Supplied records:
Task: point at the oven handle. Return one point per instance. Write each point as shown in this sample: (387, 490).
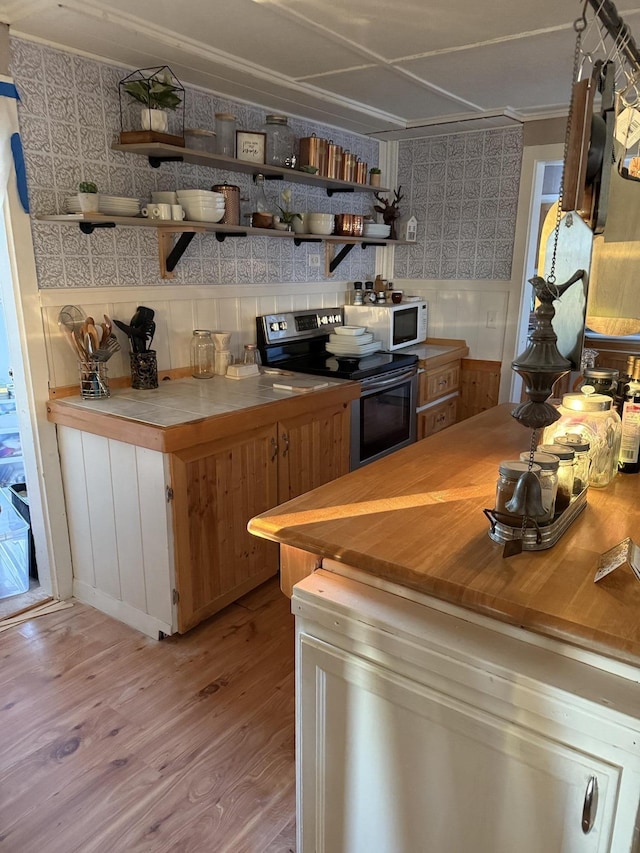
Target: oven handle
(373, 384)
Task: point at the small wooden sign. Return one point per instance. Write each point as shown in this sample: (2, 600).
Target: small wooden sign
(625, 553)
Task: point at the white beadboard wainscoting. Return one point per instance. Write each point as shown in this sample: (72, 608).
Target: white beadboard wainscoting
(179, 310)
(469, 310)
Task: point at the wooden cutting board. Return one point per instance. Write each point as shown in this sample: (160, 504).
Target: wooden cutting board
(300, 385)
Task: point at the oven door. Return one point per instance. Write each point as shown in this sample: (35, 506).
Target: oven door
(384, 418)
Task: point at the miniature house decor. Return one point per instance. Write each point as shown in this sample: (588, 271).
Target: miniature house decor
(151, 107)
(408, 230)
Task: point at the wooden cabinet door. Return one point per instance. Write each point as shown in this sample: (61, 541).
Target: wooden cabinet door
(387, 764)
(313, 449)
(217, 488)
(437, 418)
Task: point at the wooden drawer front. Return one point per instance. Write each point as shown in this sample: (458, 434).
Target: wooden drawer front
(437, 383)
(436, 418)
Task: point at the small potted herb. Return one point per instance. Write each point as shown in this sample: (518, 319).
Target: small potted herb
(158, 93)
(88, 197)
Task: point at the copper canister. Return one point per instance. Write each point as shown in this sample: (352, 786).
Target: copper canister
(231, 195)
(334, 161)
(360, 176)
(348, 168)
(313, 152)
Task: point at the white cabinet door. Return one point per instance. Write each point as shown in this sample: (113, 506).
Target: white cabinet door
(391, 766)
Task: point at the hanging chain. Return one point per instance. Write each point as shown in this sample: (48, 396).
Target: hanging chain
(579, 25)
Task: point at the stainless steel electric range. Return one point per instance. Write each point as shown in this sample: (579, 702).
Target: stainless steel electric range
(383, 419)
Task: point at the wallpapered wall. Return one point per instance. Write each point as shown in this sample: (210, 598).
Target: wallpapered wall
(69, 116)
(463, 190)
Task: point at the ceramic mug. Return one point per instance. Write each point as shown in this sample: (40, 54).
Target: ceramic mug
(223, 358)
(164, 198)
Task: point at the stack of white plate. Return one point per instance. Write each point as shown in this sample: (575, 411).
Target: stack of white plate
(372, 229)
(352, 341)
(112, 205)
(202, 205)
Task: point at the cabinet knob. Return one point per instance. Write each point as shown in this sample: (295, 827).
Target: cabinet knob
(590, 805)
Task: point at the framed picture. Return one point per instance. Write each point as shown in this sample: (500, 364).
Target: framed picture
(251, 146)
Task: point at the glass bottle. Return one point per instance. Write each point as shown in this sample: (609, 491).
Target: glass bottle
(629, 459)
(225, 134)
(280, 142)
(580, 447)
(565, 456)
(548, 481)
(202, 354)
(260, 203)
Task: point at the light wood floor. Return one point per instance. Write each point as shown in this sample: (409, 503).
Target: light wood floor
(111, 742)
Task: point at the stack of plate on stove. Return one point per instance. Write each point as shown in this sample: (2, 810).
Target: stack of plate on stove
(352, 341)
(111, 205)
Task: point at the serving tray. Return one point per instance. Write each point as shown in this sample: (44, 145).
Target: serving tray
(543, 536)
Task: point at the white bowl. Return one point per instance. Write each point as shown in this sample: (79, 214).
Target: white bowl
(164, 198)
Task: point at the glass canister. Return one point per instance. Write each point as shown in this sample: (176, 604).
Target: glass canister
(603, 380)
(580, 447)
(202, 354)
(548, 481)
(593, 417)
(509, 472)
(280, 142)
(565, 456)
(226, 134)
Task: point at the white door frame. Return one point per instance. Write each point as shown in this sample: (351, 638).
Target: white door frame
(25, 333)
(534, 158)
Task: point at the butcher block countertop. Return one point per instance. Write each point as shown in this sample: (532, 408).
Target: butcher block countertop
(181, 413)
(415, 519)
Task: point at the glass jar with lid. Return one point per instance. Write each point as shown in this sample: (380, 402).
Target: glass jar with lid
(280, 142)
(565, 456)
(548, 481)
(509, 471)
(603, 380)
(580, 447)
(593, 418)
(202, 354)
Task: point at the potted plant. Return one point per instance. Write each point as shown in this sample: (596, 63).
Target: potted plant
(88, 197)
(159, 92)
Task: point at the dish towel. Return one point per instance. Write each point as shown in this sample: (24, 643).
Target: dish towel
(10, 143)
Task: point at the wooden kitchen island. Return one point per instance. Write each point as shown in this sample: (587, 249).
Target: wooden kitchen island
(450, 700)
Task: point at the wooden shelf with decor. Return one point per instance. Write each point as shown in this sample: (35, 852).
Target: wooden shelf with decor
(171, 249)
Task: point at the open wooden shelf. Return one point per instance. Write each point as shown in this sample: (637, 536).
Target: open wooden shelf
(170, 252)
(158, 153)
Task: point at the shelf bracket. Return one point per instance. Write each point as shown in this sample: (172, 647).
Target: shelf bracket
(89, 227)
(156, 162)
(222, 235)
(298, 241)
(170, 254)
(333, 190)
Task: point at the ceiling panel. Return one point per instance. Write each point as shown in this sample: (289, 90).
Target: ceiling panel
(390, 91)
(496, 76)
(366, 67)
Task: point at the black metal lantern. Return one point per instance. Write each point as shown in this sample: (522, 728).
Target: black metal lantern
(151, 107)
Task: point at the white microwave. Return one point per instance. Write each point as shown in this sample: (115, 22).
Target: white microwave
(395, 325)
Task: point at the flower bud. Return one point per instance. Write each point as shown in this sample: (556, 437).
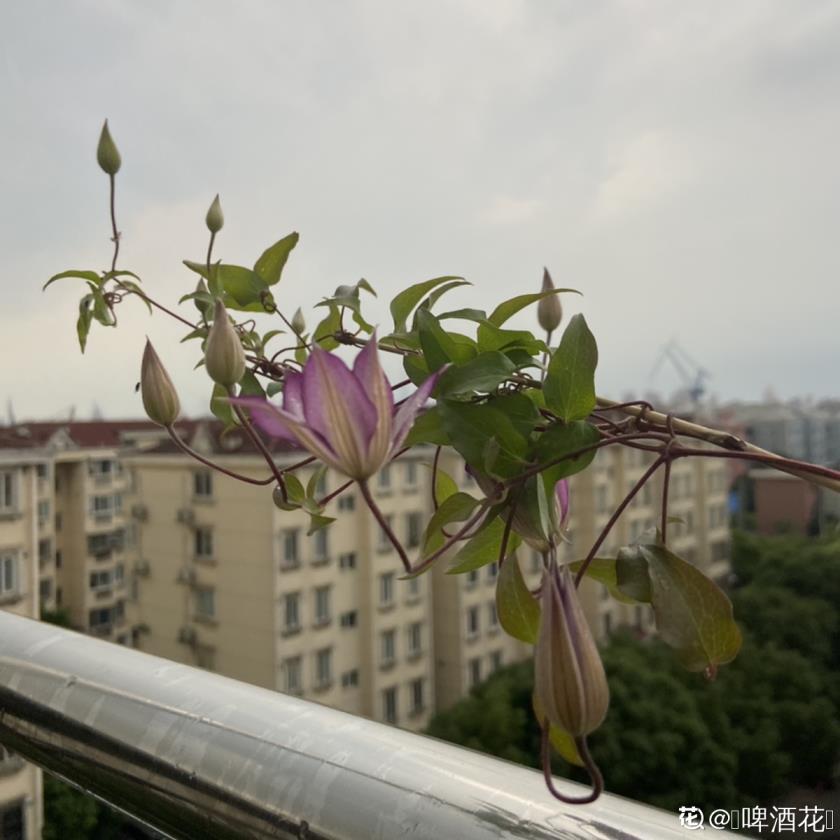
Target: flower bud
(298, 322)
(569, 677)
(549, 310)
(107, 155)
(159, 396)
(224, 357)
(215, 219)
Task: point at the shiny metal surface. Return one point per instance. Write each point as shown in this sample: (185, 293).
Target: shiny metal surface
(197, 755)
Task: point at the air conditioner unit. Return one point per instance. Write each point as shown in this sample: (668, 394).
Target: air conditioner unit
(186, 635)
(186, 575)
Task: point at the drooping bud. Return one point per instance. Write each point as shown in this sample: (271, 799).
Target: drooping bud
(215, 219)
(569, 676)
(224, 357)
(107, 155)
(298, 322)
(549, 309)
(160, 399)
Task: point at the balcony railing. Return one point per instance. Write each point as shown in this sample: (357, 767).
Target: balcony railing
(194, 754)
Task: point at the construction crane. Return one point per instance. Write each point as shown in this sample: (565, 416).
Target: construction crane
(693, 375)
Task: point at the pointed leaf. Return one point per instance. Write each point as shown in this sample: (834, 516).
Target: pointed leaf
(569, 385)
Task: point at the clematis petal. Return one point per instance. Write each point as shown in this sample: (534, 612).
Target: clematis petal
(404, 418)
(368, 370)
(336, 406)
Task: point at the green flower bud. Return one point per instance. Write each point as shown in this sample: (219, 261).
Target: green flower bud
(569, 678)
(215, 219)
(224, 357)
(107, 155)
(549, 310)
(159, 396)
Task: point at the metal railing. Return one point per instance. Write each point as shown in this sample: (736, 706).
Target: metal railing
(196, 755)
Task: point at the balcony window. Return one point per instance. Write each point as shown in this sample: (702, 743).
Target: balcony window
(323, 668)
(322, 605)
(8, 574)
(203, 484)
(414, 529)
(293, 675)
(8, 492)
(203, 541)
(389, 705)
(205, 603)
(386, 589)
(418, 701)
(387, 647)
(291, 612)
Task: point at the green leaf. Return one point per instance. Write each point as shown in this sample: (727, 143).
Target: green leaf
(518, 610)
(79, 274)
(427, 428)
(470, 427)
(693, 615)
(603, 569)
(455, 508)
(510, 307)
(270, 265)
(403, 304)
(483, 548)
(84, 319)
(558, 440)
(569, 385)
(481, 374)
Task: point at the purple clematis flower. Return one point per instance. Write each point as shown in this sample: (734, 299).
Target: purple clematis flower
(344, 417)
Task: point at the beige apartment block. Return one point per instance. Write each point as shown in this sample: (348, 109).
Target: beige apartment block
(22, 491)
(226, 580)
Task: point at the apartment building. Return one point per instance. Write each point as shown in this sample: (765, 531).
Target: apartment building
(226, 580)
(24, 487)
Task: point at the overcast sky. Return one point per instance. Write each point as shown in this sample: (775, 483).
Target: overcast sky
(679, 163)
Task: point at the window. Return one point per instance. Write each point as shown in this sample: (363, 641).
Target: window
(388, 647)
(389, 705)
(203, 543)
(417, 696)
(323, 668)
(415, 639)
(475, 672)
(8, 496)
(290, 548)
(205, 603)
(8, 574)
(386, 589)
(414, 529)
(383, 479)
(293, 675)
(384, 540)
(322, 605)
(321, 546)
(472, 622)
(291, 611)
(203, 484)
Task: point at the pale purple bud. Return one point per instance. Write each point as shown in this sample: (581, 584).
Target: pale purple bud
(569, 677)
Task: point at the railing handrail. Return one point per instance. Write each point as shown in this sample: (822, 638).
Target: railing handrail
(197, 755)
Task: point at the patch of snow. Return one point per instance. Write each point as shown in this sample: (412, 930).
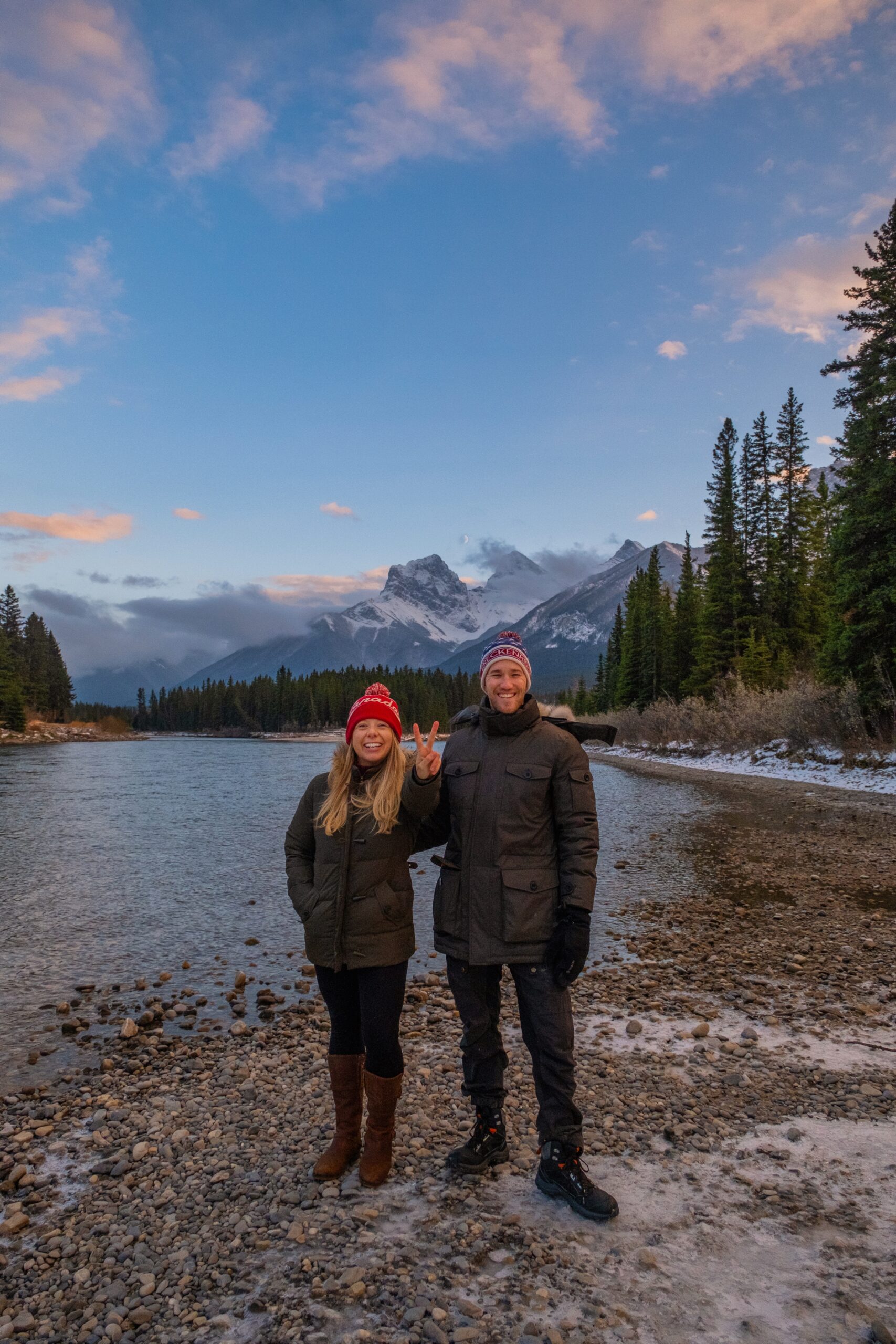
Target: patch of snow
(836, 1050)
(823, 766)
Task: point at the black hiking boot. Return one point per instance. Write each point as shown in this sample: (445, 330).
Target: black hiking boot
(487, 1146)
(563, 1175)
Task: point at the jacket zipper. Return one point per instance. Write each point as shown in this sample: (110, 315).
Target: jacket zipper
(339, 937)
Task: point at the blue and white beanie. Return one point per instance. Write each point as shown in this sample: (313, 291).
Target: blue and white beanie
(507, 644)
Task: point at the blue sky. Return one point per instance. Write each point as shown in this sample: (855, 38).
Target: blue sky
(476, 269)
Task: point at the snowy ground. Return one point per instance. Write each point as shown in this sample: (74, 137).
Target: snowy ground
(773, 762)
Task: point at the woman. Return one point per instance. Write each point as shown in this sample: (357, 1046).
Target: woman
(347, 853)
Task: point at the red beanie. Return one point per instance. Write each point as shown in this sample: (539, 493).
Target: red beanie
(376, 704)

Exercise task:
Return, word for word, each line from the line that contains "Task: point at the blue sky." to the end of the listing above; include both end lines and nothing else.

Exercise response:
Task: point at the blue sky. Return one point per instance. Write each point as shown in this sample: (855, 38).
Target: blue sky
(476, 269)
Task: point at the snowy ground. Return one point per instance. Write each point as shown in this sample: (74, 137).
Target: snowy ground
(773, 762)
Task: point at the woman. Return one point per instance. Write each point as shown in this sample: (357, 1046).
Target: woman
(347, 853)
Task: point at the red beanie. Return one point per instance. Write each point as shown in this sample: (539, 493).
Target: red beanie
(376, 704)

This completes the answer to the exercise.